• [What to work on]
Can you return every line of the listing unchanged, leaving the picture out of your reply?

Records from a dataset:
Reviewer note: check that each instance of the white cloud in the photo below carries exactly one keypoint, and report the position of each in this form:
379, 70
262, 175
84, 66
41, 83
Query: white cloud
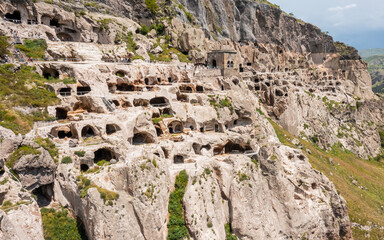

• [Exercise answer]
Reviewer note: check that each instance of the white cloud in the photo below carries exactly one keypoint, and report the position of each in this form:
379, 70
262, 175
84, 66
41, 83
Query: white cloud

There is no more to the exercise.